PROVIDED PASSAGE:
::::::
Watching Jon Bois tear Madden apart with its own systems and idiosyncrasies was a joy over the course of this NFL season - I also think he has a great first name. Even when my Panthers lost in the playoffs, I still had something to look forward to - the season was still going on so there would still be more Breaking Madden features. Unfortunately, the feature was never meant to last. The season is over and Breaking Madden is complete, at least for the time being. All of the messing around Bois did with the creation engine in Madden got me thinking of ways to do the same, and I figured the perfect place to start was in a similar spot. Hopefully I'll get to branch into other games with player creation in the future.
::::::
DATA LISTING:

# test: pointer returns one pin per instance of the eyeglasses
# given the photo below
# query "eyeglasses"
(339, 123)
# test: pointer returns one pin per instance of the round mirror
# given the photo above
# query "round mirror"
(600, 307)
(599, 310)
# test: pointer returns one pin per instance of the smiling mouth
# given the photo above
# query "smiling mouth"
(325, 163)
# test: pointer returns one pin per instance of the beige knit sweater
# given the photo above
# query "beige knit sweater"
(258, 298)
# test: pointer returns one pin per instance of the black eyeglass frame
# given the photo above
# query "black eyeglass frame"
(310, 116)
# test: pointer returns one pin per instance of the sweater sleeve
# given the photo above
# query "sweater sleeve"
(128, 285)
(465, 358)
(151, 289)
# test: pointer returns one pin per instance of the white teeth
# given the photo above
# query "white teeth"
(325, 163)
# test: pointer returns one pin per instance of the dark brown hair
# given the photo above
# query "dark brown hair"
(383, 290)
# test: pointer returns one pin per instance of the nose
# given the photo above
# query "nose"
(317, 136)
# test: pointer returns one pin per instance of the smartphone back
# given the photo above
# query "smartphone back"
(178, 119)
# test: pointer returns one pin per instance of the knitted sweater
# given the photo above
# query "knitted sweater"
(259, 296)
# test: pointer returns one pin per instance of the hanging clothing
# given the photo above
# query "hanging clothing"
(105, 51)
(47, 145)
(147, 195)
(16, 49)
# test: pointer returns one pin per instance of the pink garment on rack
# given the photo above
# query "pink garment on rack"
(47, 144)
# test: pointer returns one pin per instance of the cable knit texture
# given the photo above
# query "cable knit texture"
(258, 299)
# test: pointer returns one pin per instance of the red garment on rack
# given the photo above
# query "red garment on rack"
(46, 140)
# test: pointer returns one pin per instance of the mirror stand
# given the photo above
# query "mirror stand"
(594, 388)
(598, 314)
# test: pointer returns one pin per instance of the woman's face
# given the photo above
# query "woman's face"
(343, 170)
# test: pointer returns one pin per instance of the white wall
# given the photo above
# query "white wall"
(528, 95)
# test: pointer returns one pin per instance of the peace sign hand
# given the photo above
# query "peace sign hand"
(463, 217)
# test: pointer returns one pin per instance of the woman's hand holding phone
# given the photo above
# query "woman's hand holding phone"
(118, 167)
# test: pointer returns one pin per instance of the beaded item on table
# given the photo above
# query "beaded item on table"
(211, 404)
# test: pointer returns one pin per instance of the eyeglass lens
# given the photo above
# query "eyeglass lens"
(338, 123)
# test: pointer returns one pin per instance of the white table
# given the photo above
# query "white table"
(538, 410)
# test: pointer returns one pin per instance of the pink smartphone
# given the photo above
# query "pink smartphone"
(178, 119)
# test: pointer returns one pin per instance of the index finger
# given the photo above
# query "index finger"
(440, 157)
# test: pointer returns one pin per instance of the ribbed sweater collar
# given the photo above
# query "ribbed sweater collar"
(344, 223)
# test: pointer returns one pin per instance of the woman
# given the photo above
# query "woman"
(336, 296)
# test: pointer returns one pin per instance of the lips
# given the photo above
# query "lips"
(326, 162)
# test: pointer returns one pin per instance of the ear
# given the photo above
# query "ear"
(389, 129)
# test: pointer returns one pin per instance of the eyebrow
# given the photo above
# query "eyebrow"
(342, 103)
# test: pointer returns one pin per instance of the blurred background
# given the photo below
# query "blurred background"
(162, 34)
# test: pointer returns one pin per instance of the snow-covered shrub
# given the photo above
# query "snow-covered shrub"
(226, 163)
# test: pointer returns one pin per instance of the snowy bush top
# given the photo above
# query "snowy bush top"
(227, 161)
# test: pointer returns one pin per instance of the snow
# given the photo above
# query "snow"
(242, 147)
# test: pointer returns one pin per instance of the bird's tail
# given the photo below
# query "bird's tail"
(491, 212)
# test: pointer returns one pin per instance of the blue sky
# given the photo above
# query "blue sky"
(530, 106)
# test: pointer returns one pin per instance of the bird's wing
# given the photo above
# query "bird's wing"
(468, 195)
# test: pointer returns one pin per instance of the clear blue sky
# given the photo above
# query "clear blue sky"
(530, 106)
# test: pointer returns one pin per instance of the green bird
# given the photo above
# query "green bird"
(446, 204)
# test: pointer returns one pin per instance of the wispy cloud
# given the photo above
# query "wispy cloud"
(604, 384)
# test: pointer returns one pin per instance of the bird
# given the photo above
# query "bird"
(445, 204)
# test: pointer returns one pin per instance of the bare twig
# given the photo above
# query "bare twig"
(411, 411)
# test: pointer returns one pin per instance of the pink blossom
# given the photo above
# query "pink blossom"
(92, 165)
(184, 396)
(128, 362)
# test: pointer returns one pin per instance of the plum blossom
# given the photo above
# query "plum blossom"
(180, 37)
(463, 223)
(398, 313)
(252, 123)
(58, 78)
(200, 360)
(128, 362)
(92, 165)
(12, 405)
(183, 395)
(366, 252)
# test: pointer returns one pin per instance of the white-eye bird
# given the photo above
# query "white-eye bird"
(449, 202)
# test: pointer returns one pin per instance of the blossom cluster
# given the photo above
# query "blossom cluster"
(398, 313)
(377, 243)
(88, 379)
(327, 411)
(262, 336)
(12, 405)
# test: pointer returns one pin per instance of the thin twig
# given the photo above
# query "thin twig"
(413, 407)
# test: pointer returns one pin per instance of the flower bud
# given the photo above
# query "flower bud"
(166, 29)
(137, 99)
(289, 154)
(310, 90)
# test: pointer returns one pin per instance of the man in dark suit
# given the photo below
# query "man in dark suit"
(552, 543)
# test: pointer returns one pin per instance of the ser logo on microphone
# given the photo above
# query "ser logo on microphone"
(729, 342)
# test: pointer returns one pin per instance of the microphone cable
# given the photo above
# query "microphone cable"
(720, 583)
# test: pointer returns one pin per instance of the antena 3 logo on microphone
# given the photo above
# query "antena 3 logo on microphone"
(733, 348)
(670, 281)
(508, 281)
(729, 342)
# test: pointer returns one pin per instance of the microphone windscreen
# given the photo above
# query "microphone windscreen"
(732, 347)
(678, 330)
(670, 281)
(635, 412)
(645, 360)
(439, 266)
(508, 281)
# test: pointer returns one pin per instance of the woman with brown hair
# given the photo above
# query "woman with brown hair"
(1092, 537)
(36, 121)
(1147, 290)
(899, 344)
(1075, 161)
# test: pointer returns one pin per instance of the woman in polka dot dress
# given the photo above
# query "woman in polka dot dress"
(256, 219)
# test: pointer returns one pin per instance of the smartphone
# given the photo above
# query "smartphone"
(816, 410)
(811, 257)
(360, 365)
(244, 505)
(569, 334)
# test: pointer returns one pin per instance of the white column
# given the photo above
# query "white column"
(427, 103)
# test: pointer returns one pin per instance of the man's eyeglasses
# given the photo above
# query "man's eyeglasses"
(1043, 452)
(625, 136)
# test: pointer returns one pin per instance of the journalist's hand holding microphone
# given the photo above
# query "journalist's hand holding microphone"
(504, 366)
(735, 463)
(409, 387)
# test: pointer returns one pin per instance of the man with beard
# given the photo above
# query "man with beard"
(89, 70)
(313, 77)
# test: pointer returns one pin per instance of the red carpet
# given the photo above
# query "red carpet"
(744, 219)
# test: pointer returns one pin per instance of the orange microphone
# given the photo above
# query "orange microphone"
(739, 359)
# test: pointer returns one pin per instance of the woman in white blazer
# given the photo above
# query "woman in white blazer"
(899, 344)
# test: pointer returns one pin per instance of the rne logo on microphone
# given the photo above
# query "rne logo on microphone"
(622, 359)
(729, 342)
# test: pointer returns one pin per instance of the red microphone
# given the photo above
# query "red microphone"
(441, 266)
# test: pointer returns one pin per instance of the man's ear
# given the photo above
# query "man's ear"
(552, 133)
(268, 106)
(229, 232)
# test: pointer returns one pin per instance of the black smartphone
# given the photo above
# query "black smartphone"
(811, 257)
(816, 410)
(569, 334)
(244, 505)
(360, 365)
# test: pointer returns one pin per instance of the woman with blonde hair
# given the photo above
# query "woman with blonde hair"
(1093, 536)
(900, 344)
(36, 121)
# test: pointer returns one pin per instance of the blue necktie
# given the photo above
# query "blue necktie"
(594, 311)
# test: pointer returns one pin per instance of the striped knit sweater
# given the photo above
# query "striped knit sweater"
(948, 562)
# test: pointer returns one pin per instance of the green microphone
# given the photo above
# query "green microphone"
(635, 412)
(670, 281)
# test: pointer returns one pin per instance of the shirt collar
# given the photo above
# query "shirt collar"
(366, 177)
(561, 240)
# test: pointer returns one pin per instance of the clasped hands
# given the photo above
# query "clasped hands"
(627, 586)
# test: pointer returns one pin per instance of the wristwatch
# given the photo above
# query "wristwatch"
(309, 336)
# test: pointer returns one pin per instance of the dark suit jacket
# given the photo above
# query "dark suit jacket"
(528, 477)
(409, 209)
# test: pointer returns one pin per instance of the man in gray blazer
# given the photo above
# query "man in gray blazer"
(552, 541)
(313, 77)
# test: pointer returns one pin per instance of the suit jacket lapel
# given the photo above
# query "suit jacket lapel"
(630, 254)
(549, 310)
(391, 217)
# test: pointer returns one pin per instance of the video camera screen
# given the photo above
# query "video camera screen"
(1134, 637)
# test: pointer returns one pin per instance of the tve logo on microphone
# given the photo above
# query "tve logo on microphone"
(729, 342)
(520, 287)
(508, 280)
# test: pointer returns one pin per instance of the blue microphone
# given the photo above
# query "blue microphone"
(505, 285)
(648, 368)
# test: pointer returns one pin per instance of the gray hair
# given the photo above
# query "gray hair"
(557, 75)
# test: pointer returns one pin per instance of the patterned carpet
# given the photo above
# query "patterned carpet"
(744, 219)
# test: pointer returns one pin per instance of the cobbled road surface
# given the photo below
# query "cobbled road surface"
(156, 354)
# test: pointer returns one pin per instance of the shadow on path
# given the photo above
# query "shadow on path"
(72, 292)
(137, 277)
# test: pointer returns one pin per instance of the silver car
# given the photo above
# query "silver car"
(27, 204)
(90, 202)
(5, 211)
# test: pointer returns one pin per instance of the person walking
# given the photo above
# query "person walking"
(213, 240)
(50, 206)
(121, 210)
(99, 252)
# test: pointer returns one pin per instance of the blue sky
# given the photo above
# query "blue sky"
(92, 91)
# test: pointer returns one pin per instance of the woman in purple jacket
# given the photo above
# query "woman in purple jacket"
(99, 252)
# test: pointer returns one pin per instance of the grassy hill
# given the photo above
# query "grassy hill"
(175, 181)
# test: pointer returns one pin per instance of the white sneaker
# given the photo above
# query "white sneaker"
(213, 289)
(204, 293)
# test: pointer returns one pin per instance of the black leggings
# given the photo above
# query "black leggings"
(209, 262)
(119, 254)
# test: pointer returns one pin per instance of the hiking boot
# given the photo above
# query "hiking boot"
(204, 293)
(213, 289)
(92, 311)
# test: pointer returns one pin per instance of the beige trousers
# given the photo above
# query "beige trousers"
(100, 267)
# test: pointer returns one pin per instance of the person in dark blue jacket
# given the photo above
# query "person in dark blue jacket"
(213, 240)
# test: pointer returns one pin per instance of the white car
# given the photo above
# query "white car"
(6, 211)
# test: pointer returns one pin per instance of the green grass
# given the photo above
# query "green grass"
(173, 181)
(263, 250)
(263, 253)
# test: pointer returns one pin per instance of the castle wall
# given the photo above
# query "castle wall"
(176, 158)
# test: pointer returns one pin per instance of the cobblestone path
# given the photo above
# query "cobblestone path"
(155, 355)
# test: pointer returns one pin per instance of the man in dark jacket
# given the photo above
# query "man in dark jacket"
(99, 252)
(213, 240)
::::::
YOUR TASK: Reproduce, word for word, the portion of the Breaking Madden passage that begins with the words containing "Watching Jon Bois" and ends with "in the future.".

RESULT:
Watching Jon Bois tear Madden apart with its own systems and idiosyncrasies was a joy over the course of this NFL season - I also think he has a great first name. Even when my Panthers lost in the playoffs, I still had something to look forward to - the season was still going on so there would still be more Breaking Madden features. Unfortunately, the feature was never meant to last. The season is over and Breaking Madden is complete, at least for the time being. All of the messing around Bois did with the creation engine in Madden got me thinking of ways to do the same, and I figured the perfect place to start was in a similar spot. Hopefully I'll get to branch into other games with player creation in the future.